(Pointing and labeling entries)
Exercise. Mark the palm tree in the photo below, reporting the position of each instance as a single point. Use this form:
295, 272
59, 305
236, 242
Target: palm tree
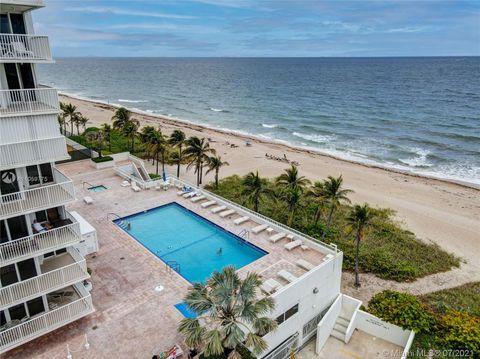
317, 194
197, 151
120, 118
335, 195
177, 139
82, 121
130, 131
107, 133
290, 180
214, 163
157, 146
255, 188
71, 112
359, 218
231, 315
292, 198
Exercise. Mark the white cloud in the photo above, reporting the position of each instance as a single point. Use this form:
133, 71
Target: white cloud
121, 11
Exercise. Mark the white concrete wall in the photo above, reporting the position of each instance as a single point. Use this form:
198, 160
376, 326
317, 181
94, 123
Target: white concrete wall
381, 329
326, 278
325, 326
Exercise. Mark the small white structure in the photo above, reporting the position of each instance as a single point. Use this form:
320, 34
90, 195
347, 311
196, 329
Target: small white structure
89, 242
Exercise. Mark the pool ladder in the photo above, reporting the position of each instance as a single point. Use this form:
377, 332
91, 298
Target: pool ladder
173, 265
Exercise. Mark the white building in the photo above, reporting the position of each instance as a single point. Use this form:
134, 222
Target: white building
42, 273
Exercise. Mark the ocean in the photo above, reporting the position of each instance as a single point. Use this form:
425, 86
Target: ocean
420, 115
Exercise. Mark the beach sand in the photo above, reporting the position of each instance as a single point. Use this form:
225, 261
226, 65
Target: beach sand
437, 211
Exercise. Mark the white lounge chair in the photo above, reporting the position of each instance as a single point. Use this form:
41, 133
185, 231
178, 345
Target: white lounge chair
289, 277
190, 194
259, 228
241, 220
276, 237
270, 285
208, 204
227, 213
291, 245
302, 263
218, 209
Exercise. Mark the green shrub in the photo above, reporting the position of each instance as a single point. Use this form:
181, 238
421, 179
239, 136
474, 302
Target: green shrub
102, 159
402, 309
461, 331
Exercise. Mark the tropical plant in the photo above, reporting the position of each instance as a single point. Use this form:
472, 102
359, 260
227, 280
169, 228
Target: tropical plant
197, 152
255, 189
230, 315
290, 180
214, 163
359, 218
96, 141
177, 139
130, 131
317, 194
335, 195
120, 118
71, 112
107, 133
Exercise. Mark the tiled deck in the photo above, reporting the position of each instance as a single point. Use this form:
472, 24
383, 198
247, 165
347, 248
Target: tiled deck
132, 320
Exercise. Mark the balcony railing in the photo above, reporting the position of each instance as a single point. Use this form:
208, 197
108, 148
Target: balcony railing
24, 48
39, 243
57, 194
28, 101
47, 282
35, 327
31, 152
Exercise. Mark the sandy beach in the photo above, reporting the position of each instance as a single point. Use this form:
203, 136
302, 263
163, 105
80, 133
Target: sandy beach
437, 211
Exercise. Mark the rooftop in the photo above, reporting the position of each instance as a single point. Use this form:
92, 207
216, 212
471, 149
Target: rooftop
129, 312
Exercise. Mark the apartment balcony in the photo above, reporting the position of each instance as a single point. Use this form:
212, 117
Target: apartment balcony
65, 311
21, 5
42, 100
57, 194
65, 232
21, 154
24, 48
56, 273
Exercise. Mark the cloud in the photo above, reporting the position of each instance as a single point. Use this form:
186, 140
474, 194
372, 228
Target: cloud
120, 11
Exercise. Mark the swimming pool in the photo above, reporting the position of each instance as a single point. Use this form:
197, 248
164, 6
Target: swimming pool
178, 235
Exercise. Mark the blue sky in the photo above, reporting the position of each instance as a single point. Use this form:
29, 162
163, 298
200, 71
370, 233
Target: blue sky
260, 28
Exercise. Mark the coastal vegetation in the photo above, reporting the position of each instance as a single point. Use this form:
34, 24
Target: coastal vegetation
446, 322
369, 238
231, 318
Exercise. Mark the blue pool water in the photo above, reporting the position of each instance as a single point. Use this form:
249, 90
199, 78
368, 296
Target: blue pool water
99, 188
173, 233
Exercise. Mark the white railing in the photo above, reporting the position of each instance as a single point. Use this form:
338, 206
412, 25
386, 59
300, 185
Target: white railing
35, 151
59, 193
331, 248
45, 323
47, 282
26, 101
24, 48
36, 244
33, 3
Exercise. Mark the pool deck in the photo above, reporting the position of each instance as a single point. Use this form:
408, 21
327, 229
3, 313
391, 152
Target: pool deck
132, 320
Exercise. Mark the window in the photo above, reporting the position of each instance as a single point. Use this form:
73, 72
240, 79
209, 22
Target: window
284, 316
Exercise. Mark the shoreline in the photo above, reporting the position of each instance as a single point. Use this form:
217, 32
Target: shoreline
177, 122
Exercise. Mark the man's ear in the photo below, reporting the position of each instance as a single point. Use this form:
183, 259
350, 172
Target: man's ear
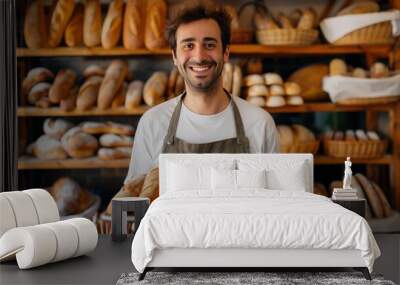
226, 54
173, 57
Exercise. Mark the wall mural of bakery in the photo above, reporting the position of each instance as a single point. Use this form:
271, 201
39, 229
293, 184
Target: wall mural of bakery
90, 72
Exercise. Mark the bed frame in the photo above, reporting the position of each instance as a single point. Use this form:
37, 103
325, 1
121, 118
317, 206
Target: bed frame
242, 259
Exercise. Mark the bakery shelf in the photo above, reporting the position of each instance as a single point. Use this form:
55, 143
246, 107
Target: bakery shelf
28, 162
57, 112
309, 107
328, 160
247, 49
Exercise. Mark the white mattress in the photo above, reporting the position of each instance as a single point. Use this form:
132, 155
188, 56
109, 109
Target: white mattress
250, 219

**WORK INSTRUCTIONS**
Leave the pictures out, and please copy only the lines from the one with "Exercise. Mark the white railing" through the end of the listing.

**RESPONSE TO THIS EXERCISE**
Exercise. Mark the white railing in the photo above, reporting the position of each instance as a single point. Use this form:
338, 206
412, 25
386, 59
300, 185
Target: white railing
35, 151
59, 193
331, 248
45, 323
47, 282
26, 101
24, 48
36, 244
33, 3
Exercise. Mark the pool deck in the photo above, reporting the position of each instance as a single point. Use this form:
408, 21
327, 229
3, 313
391, 152
Target: pool deck
132, 320
Exercise. Mark the window in the photo above, reporting the position of each instance as a single point. Use this form:
73, 72
240, 79
209, 22
Target: window
284, 316
Exercise. Mark the shoreline in the photo above, reporting the position of each instance as a single point. Use this form:
217, 32
Target: shoreline
177, 122
Exercise. Mark the man's ear in the photo below, reporting the position of each instance as a single point. Use this form:
183, 259
350, 172
Target: man's ear
226, 54
173, 57
Exercise. Mark the wall mural of bakery in the photo above, reporting the position of each instance as a single point. Use this form:
271, 201
39, 229
293, 184
Target: wall mural of bakery
90, 72
Exercise. Mark the bed frame in the photo above, reporting the position of each instance as a single point. Use this form:
37, 103
325, 1
121, 118
317, 206
Target: bed frame
242, 259
Exercise. Mark the bakery shelf in the photo above, reporting the position of each instance as a single point. Use this form:
55, 143
246, 107
Target: bakery shelf
28, 162
57, 112
309, 107
328, 160
247, 49
Exercise. Mark the white mattress in the photo above, reporting the position of each instance as a single point. Use this form:
132, 155
188, 56
109, 109
Target: white mattress
250, 219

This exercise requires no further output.